Copy the lines below verbatim, but only from the line containing "Would you mind pointing to the cameraman" through the end of the data.

........

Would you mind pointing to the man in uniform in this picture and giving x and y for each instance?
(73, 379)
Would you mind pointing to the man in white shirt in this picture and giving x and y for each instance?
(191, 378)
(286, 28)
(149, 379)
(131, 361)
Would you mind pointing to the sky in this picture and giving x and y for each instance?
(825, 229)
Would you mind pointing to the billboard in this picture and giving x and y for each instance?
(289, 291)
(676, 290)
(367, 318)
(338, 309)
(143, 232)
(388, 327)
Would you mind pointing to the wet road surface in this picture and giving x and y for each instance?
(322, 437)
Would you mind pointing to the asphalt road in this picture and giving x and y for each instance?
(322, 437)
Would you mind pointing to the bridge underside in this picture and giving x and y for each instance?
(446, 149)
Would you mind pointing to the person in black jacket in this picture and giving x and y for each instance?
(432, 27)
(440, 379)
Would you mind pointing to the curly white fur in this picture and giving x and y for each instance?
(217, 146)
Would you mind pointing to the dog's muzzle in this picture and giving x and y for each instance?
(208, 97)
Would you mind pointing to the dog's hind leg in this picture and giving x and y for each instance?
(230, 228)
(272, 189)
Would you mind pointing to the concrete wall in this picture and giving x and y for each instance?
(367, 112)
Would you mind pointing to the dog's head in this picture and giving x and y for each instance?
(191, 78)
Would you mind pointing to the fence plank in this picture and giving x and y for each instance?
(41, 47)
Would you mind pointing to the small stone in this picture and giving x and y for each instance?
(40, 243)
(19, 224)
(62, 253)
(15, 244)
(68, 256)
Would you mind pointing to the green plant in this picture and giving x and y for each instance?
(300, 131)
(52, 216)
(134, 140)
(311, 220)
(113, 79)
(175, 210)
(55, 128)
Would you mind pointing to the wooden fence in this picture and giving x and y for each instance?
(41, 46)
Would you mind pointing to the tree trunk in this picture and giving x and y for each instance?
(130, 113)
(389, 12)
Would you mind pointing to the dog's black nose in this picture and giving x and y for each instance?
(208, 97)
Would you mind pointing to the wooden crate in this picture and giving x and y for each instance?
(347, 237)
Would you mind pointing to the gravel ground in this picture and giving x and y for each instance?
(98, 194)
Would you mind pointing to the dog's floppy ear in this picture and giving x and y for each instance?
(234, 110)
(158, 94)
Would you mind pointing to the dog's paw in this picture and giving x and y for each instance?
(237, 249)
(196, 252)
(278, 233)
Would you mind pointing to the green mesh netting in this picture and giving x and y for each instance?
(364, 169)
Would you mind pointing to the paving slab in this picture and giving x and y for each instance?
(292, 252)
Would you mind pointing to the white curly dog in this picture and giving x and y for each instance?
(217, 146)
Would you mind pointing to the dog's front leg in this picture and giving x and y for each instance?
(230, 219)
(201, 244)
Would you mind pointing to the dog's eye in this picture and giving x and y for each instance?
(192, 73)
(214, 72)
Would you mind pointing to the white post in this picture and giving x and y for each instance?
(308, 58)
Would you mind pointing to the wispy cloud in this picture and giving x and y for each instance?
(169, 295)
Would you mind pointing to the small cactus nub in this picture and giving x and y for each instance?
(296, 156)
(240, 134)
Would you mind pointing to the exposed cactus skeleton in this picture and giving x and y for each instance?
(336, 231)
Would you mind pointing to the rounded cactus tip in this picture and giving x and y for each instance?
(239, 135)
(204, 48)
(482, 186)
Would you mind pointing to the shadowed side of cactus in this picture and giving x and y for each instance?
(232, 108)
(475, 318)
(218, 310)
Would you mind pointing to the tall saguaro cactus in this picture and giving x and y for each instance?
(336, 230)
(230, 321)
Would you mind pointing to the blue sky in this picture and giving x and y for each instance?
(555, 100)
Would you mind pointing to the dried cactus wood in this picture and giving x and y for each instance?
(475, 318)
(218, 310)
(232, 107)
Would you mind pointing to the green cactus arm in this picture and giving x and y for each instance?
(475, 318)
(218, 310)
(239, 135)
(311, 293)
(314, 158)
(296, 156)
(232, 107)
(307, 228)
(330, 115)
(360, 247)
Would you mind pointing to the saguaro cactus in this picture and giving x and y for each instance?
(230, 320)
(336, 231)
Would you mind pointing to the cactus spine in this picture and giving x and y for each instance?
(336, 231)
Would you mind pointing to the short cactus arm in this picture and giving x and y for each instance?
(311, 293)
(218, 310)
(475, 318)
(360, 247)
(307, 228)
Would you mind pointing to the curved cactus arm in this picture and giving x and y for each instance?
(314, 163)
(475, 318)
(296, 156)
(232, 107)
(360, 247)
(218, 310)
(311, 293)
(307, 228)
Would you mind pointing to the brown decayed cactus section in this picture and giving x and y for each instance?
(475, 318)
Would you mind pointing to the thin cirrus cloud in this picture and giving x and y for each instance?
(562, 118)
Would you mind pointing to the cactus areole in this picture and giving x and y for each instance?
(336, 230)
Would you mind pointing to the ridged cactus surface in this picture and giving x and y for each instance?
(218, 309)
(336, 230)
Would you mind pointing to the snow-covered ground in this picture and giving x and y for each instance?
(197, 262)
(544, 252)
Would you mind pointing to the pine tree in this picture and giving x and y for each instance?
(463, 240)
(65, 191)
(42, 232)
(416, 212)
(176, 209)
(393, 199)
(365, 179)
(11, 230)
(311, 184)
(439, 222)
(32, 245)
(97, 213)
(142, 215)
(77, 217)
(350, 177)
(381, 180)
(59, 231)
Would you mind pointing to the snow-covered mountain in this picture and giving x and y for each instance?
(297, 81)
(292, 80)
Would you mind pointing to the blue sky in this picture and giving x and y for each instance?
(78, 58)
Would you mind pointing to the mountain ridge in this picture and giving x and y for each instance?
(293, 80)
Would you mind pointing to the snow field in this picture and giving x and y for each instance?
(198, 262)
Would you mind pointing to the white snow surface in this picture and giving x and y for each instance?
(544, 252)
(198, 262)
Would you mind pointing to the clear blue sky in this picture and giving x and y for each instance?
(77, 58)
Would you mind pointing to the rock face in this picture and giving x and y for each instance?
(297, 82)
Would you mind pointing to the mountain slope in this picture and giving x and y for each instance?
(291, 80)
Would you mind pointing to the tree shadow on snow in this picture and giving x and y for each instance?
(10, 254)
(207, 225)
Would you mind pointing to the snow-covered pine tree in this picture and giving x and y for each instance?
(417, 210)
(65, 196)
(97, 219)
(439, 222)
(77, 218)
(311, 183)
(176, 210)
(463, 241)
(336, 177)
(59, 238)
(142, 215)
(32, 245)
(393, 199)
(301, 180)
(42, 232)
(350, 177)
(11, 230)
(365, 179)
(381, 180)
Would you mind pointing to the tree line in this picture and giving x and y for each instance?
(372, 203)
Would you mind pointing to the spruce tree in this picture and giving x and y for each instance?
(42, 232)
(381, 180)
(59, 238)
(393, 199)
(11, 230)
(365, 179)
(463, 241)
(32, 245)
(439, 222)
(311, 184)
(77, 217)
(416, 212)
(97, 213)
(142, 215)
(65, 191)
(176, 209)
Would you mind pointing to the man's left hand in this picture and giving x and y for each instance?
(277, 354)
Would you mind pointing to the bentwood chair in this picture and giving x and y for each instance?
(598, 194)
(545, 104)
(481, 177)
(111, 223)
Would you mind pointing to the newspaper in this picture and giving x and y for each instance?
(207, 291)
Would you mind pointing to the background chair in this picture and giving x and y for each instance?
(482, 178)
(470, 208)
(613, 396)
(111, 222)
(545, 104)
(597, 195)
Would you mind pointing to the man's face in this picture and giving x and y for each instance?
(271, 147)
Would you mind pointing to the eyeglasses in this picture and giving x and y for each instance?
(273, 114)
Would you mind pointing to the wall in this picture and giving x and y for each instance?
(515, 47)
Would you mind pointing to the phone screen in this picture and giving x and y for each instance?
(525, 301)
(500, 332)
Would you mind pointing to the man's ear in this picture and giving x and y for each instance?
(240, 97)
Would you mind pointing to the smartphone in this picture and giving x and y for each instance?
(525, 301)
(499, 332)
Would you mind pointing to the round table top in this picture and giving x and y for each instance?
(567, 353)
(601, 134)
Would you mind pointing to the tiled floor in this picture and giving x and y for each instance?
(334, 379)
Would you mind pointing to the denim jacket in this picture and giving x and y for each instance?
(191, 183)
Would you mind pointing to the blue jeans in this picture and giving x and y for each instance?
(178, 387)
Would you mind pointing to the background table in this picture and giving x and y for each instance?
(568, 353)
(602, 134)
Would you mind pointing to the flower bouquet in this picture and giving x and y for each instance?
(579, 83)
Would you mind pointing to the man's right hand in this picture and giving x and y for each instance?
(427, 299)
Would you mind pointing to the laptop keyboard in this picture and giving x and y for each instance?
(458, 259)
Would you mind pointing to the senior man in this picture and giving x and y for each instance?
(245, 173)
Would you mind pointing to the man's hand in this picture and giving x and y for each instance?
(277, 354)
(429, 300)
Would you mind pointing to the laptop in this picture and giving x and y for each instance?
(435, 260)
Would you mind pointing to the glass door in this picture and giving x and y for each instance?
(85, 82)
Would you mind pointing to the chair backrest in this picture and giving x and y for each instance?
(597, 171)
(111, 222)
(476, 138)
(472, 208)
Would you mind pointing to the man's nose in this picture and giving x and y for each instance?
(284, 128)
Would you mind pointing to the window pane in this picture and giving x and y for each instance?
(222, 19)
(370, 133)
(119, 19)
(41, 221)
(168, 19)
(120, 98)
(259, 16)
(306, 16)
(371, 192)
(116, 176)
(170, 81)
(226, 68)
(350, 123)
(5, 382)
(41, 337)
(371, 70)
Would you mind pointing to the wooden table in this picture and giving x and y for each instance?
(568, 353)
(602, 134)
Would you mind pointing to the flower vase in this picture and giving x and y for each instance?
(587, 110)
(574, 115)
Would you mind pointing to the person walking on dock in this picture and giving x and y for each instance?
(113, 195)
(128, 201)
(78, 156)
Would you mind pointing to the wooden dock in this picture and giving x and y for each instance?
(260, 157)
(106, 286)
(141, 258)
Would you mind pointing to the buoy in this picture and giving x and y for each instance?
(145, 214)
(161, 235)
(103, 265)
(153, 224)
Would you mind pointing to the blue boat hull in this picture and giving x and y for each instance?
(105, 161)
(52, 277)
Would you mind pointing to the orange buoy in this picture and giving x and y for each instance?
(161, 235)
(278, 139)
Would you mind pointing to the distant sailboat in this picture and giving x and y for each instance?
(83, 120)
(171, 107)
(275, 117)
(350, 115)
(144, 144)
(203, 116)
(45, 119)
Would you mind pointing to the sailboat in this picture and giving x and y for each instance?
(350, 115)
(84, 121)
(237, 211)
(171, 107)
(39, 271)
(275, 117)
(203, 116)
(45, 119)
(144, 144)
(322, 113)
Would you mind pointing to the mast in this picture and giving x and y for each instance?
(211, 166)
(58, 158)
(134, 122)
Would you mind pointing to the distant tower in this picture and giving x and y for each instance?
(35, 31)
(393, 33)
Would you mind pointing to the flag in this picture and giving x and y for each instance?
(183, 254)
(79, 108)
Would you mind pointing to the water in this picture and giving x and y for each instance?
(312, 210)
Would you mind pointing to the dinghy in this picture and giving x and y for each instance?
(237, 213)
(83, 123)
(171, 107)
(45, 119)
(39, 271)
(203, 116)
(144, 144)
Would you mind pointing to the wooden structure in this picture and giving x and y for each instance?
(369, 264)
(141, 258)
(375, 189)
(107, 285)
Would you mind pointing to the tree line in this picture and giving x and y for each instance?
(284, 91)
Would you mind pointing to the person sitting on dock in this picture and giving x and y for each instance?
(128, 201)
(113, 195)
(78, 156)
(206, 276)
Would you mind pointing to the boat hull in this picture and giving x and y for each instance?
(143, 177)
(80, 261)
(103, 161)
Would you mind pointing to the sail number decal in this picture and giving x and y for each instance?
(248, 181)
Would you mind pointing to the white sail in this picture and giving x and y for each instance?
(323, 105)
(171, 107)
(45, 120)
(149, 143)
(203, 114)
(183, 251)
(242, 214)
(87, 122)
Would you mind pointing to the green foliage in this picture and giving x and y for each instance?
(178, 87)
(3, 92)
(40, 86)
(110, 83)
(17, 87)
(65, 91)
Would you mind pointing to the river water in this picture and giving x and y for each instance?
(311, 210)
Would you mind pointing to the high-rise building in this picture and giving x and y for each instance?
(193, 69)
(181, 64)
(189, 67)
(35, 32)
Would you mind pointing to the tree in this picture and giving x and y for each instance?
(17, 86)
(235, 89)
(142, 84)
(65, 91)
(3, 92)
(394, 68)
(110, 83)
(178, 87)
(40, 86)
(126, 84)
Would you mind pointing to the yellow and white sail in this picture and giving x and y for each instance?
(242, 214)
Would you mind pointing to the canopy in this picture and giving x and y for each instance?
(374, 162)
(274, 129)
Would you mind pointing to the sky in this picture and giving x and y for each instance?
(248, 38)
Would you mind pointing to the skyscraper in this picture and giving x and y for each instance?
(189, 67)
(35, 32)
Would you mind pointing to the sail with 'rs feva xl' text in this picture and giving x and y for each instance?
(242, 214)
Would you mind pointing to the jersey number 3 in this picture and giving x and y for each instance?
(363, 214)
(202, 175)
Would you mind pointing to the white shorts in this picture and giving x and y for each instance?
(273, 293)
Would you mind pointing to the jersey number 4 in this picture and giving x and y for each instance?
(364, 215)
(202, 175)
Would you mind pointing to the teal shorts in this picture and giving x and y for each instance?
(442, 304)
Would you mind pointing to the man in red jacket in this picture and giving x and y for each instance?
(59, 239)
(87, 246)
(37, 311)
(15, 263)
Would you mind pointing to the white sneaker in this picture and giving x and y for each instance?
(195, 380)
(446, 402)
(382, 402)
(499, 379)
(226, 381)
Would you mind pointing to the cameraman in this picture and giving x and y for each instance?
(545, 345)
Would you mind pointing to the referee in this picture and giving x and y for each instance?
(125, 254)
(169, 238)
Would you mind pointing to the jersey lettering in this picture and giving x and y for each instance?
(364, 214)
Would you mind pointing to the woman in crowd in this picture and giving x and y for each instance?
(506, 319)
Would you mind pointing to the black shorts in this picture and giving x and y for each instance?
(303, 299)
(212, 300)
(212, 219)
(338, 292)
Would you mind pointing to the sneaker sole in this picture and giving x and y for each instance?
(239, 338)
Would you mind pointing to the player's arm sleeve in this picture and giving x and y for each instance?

........

• Solution to this task
Would you mind pointing to the cameraman in this picture and giving x and y for each instance?
(545, 345)
Would you mind pointing to the referee in this picture and giving x and y for each instance?
(125, 254)
(169, 238)
Would you mind pointing to the jersey lettering in this picture and giving x and y for each instance?
(364, 214)
Would you mind pointing to the woman in crowd in this picture and giving x and y for each instance?
(506, 319)
Would you mind pointing to the black shorts in this picture and giving x and y for each instance?
(303, 299)
(212, 300)
(212, 219)
(338, 292)
Would you mind pointing to the sneaker sole in this picture and giving x and y for each instance?
(239, 338)
Would you mind pointing to the player's arm sleeve in this picture and giving x and y for each instance?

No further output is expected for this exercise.